How to complete this task — Give all the data again exactly.

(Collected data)
↓↓↓

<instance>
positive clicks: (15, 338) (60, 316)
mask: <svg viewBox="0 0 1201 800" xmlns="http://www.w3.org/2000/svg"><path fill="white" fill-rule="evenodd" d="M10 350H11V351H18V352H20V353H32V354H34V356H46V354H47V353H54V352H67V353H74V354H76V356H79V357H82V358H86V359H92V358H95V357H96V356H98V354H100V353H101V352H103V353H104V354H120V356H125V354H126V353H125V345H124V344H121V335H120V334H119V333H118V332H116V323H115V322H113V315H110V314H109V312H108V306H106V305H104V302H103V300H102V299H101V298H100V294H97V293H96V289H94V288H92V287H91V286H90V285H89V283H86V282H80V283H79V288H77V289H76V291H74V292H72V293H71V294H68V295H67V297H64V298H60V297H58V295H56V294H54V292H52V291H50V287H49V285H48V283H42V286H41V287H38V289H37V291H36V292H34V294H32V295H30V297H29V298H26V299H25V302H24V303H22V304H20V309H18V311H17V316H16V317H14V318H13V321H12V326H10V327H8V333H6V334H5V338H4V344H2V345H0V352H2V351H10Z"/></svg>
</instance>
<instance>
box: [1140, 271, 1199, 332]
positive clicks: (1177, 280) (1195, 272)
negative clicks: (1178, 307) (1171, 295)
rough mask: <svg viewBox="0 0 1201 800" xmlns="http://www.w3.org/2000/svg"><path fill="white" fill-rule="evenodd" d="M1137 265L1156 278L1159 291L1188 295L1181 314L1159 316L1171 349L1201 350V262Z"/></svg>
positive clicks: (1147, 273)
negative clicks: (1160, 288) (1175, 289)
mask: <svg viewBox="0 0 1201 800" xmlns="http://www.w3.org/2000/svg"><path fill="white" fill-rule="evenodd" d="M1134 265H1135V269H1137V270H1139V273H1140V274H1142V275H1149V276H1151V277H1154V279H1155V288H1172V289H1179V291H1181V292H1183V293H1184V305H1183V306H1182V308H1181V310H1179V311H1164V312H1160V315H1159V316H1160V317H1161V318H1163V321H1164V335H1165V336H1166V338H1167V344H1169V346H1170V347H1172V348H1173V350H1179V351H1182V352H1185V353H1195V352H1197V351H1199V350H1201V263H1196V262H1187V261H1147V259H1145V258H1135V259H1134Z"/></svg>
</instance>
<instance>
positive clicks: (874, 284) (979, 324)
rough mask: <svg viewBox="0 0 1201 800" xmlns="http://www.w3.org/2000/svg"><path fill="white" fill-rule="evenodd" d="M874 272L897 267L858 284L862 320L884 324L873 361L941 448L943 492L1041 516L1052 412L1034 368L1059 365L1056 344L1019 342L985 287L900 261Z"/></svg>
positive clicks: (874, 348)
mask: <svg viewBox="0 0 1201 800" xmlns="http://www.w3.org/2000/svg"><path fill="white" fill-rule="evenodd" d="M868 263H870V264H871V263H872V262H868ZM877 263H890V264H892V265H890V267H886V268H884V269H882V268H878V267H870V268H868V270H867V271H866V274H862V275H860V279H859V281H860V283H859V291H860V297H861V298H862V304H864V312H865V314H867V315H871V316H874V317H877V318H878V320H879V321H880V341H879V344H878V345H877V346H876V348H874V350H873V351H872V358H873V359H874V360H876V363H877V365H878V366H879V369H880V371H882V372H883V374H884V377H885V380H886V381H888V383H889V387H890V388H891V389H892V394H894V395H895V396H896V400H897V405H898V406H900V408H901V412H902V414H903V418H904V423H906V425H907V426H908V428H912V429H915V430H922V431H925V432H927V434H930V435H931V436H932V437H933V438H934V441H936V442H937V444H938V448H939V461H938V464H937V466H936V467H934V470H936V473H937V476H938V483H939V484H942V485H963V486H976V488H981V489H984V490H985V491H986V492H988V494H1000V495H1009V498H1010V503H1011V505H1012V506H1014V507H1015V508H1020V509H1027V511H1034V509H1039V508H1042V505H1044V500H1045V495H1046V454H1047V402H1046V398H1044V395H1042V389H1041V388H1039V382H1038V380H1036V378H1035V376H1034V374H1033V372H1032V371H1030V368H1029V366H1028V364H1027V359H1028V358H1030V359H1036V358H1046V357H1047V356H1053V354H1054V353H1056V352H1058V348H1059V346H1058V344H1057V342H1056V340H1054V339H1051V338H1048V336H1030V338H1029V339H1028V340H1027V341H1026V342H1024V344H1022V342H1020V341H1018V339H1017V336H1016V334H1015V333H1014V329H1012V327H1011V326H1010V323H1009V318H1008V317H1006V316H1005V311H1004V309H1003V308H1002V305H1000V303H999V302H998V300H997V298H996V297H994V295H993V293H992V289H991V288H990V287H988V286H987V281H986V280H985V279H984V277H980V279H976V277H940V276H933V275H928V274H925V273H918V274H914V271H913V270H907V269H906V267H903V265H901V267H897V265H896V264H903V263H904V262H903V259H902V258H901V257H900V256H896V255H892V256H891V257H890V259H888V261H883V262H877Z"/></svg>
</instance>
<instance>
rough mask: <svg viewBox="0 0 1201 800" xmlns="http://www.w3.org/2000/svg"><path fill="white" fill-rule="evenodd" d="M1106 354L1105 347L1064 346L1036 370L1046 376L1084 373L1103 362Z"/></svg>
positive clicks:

↑↑↑

Answer to this task —
<instance>
positive clicks: (15, 338) (60, 316)
mask: <svg viewBox="0 0 1201 800" xmlns="http://www.w3.org/2000/svg"><path fill="white" fill-rule="evenodd" d="M10 350H11V351H18V352H20V353H32V354H34V356H46V354H47V353H54V352H67V353H74V354H76V356H79V357H82V358H86V359H92V358H95V357H96V356H98V354H100V353H101V352H103V353H104V354H120V356H125V354H126V353H125V345H124V344H121V335H120V334H119V333H118V332H116V323H115V322H113V315H110V314H109V312H108V306H106V305H104V302H103V300H102V299H101V298H100V294H97V293H96V289H94V288H92V287H91V286H90V285H89V283H86V282H80V283H79V288H77V289H76V291H74V292H72V293H71V294H68V295H67V297H64V298H60V297H58V295H56V294H54V292H52V291H50V287H49V285H48V283H42V286H41V287H38V289H37V291H36V292H34V294H32V295H30V297H29V298H26V299H25V302H24V303H22V304H20V309H18V311H17V316H16V317H14V318H13V321H12V326H10V327H8V333H6V334H5V338H4V344H2V345H0V352H2V351H10Z"/></svg>
</instance>
<instance>
box: [1140, 271, 1199, 332]
positive clicks: (1177, 280) (1195, 272)
negative clicks: (1178, 307) (1171, 295)
rough mask: <svg viewBox="0 0 1201 800" xmlns="http://www.w3.org/2000/svg"><path fill="white" fill-rule="evenodd" d="M1137 265L1156 278L1159 291L1188 295L1181 314L1159 316L1171 349L1201 350V262Z"/></svg>
positive clicks: (1147, 273)
negative clicks: (1160, 288) (1175, 289)
mask: <svg viewBox="0 0 1201 800" xmlns="http://www.w3.org/2000/svg"><path fill="white" fill-rule="evenodd" d="M1134 265H1135V269H1137V270H1139V273H1140V274H1142V275H1149V276H1151V277H1154V279H1155V288H1172V289H1179V291H1181V292H1183V293H1184V305H1183V306H1182V308H1181V310H1179V311H1164V312H1160V315H1159V316H1160V317H1161V318H1163V321H1164V335H1165V336H1166V338H1167V344H1169V346H1170V347H1172V348H1173V350H1179V351H1182V352H1185V353H1195V352H1197V351H1199V350H1201V263H1196V262H1187V261H1147V259H1145V258H1135V259H1134Z"/></svg>
</instance>
<instance>
positive clicks: (874, 284) (979, 324)
rough mask: <svg viewBox="0 0 1201 800" xmlns="http://www.w3.org/2000/svg"><path fill="white" fill-rule="evenodd" d="M874 272L897 267L858 284L862 320L884 324L873 361L941 448L943 492L1041 516L1052 412L1034 368L1059 365L1056 344L1019 342L985 287L900 261Z"/></svg>
positive clicks: (874, 348)
mask: <svg viewBox="0 0 1201 800" xmlns="http://www.w3.org/2000/svg"><path fill="white" fill-rule="evenodd" d="M868 263H870V264H871V263H872V262H868ZM877 263H890V264H892V265H890V267H886V268H884V269H882V268H878V267H870V268H868V270H867V271H866V274H862V275H860V279H859V281H860V283H859V291H860V297H861V298H862V304H864V312H865V314H867V315H871V316H874V317H877V318H878V320H879V321H880V341H879V344H878V345H877V346H876V348H874V350H873V351H872V358H873V359H874V360H876V363H877V365H878V366H879V369H880V371H882V372H883V374H884V377H885V380H886V381H888V383H889V387H890V388H891V389H892V394H894V395H895V396H896V400H897V405H898V406H900V408H901V412H902V414H903V418H904V423H906V425H907V426H908V428H912V429H915V430H922V431H925V432H927V434H930V435H931V436H932V437H933V438H934V441H936V442H937V444H938V448H939V461H938V464H937V466H936V467H934V470H936V473H937V476H938V483H939V484H942V485H963V486H976V488H981V489H984V490H985V491H986V492H988V494H1000V495H1009V498H1010V503H1011V505H1012V506H1014V507H1015V508H1020V509H1027V511H1034V509H1039V508H1042V505H1044V500H1045V495H1046V454H1047V402H1046V398H1044V395H1042V389H1041V388H1039V382H1038V380H1036V378H1035V376H1034V374H1033V372H1032V371H1030V368H1029V366H1028V364H1027V359H1028V358H1030V359H1036V358H1046V357H1047V356H1053V354H1054V353H1056V352H1058V348H1059V346H1058V344H1057V342H1056V340H1054V339H1051V338H1048V336H1030V338H1029V339H1028V340H1027V341H1026V342H1024V344H1022V342H1020V341H1018V339H1017V336H1016V334H1015V333H1014V329H1012V327H1011V326H1010V323H1009V318H1008V317H1006V316H1005V311H1004V309H1003V308H1002V305H1000V303H999V302H998V300H997V298H996V297H994V295H993V293H992V289H991V288H990V287H988V286H987V281H986V280H985V279H984V277H980V279H976V277H940V276H933V275H928V274H925V273H918V274H914V271H913V270H907V269H906V267H903V265H901V267H897V265H896V264H903V263H904V262H903V259H902V258H901V257H900V256H896V255H892V256H891V257H890V259H888V261H883V262H877Z"/></svg>
</instance>
<instance>
rough mask: <svg viewBox="0 0 1201 800" xmlns="http://www.w3.org/2000/svg"><path fill="white" fill-rule="evenodd" d="M1106 354L1105 347L1064 346L1036 370L1046 376L1084 373L1103 362Z"/></svg>
positive clicks:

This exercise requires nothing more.